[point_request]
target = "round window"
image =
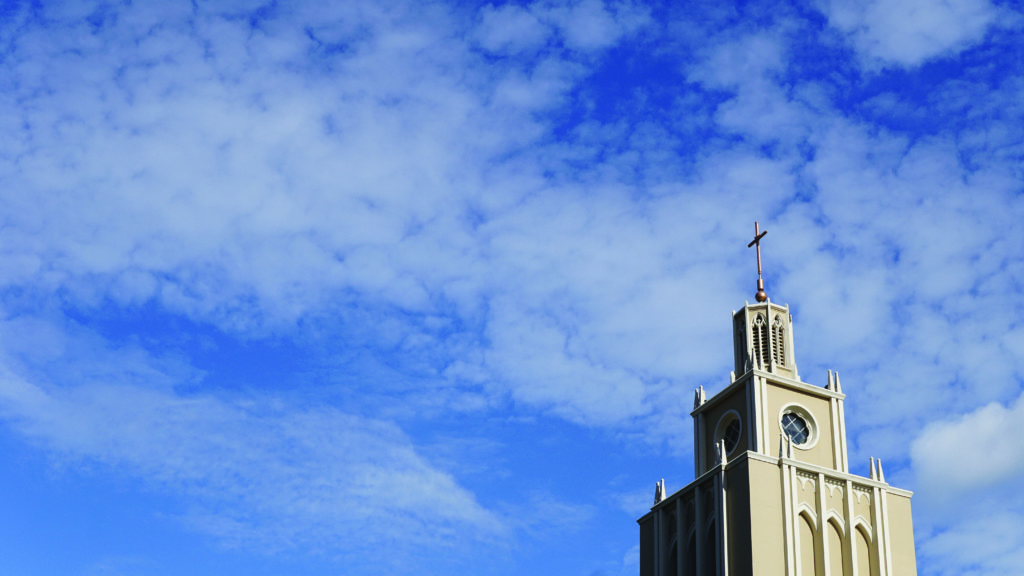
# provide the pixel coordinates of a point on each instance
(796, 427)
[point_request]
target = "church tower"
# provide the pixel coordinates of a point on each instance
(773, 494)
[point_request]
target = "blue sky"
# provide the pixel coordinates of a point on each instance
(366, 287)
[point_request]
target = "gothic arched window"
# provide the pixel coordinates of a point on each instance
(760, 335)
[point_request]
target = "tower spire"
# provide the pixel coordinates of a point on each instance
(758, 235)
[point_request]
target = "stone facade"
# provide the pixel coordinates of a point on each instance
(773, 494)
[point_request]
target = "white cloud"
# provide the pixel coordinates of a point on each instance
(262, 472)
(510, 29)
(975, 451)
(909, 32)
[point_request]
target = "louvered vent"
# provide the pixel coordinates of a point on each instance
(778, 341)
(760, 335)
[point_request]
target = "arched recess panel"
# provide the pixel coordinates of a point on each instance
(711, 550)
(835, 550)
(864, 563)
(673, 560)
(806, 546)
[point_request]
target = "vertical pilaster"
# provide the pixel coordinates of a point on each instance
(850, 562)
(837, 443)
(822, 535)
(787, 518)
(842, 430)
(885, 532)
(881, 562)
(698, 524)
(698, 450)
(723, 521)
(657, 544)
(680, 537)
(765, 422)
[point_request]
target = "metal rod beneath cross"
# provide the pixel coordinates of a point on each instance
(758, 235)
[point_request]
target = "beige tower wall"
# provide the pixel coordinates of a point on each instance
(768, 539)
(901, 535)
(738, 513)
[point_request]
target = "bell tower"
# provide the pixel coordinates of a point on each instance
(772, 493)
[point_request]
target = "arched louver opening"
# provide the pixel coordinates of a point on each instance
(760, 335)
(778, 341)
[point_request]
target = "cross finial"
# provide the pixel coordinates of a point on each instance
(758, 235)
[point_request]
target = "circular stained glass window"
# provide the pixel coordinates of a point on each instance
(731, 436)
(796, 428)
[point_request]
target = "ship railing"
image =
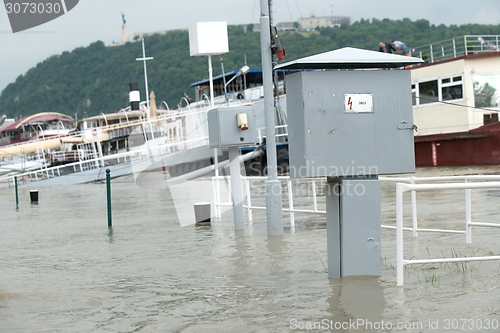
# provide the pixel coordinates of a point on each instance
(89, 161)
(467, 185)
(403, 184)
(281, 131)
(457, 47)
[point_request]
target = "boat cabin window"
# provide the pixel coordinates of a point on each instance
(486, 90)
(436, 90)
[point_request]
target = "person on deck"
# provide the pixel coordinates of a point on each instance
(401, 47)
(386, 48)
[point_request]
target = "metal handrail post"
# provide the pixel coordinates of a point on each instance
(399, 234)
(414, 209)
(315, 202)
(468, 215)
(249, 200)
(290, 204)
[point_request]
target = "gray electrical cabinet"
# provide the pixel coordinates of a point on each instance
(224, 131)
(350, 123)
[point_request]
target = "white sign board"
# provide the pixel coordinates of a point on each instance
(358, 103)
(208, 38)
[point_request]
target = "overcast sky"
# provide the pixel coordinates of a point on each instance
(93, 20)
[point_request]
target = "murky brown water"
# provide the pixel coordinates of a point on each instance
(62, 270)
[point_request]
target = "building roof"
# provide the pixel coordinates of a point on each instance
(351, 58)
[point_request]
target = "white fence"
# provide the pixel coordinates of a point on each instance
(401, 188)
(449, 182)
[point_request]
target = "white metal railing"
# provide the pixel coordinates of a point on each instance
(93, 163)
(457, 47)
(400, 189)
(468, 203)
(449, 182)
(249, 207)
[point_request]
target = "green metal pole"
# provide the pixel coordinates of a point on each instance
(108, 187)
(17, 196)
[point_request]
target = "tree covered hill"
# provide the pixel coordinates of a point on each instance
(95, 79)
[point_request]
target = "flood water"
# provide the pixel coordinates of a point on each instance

------------------------

Copy the listing in full and without alteration, omitting every picture.

[point_request]
target = "round window"
image =
# provide the pixel coordinates of a point on each instance
(796, 427)
[point_request]
target = "church tower"
# provide the pixel coordinates of a point on each instance
(773, 494)
[point_request]
target = "blue sky"
# provide the pixel coordinates of a point on each instance
(366, 287)
[point_request]
target = "gothic arched window"
# provide the pixel coordinates of a point on each instance
(760, 335)
[point_request]
target = "tower spire"
# provide the pixel coordinates of a point on each instance
(758, 235)
[point_request]
target = "stone facade"
# provide the pixel coordinates of a point on each instance
(773, 494)
[point_request]
target = "white cloud"
# provide the pixel coordinates of a point on each instance
(262, 472)
(510, 29)
(975, 451)
(909, 32)
[point_request]
target = "louvered vent"
# provide the pixel coordinates of a point on each instance
(778, 341)
(760, 335)
[point_request]
target = "arched recess panel"
# provide the pixel coordinates of a point on each instance
(711, 550)
(835, 550)
(864, 563)
(673, 560)
(806, 546)
[point_request]
target = "vertical pilaster"
# provide the pixel coordinates of a point on each instance
(850, 562)
(837, 443)
(822, 535)
(787, 518)
(842, 430)
(885, 532)
(881, 562)
(698, 524)
(698, 450)
(723, 521)
(657, 544)
(680, 537)
(765, 422)
[point_request]
target = "metal rod beneath cross"
# provide the pixel coordinates of a point on each instance
(758, 235)
[point_request]
target = "beige tower wall"
# provide the pixel coordinates of a point on each instance
(768, 539)
(901, 535)
(738, 513)
[point_request]
target = "bell tower"
# provide the pixel coordinates of a point on each instance
(772, 493)
[point_request]
target = "arched louver opening"
# provide the pixel coordinates of a point on each instance
(760, 335)
(778, 341)
[point_request]
target = "cross finial"
# provide the pixel coordinates of a point on each instance
(758, 235)
[point_request]
target = "circular stained glass window"
# provide the pixel coordinates of a point on each instance
(731, 436)
(796, 428)
[point_request]
target = "ship railing"
image =
# provide the pixel coordinates of a point on each instance
(89, 161)
(467, 185)
(403, 184)
(281, 131)
(457, 47)
[point_request]
target = "boat cabin window"
# provide the pixel coordinates of a point on each instance
(486, 90)
(436, 90)
[point_request]
target = "person on deck"
# provide the pixel coordinates of a point on each instance
(401, 47)
(386, 48)
[point_request]
target = "metal handrail post"
# provide the pixel coordinates of a point on each instance
(399, 234)
(414, 209)
(315, 202)
(468, 215)
(249, 200)
(290, 204)
[point_request]
target = "gray electrical cabinet"
# provide the pixel coordinates of a point on each instance
(224, 131)
(350, 123)
[point_request]
target = "white sign board"
# provide the pixel coordinates of a point on each instance
(358, 103)
(208, 38)
[point_request]
target = "overcast sky"
# provide the pixel coordinates of a point on each instance
(93, 20)
[point_request]
target = "murky brown water"
# provide the pixel coordinates of a point on each instance
(62, 270)
[point_request]
target = "building roof"
# provide the pixel coordinates of a point on each instance
(351, 58)
[point_request]
target = "white fence"
# provide the pixel coordinates of a point on each instance
(401, 188)
(449, 182)
[point_request]
target = "white metal railing"
# provide the pixel coordinates of a point on each instance
(93, 163)
(457, 47)
(400, 189)
(468, 203)
(449, 182)
(249, 207)
[point_request]
target = "green metal pole"
# provide the pixel coordinates of a point on each instance
(108, 187)
(17, 196)
[point_request]
target = "tree covered hill"
# provide the pixel coordinates of a point on each instance
(95, 79)
[point_request]
target = "flood water"
# provide the pixel coordinates of a point on each instance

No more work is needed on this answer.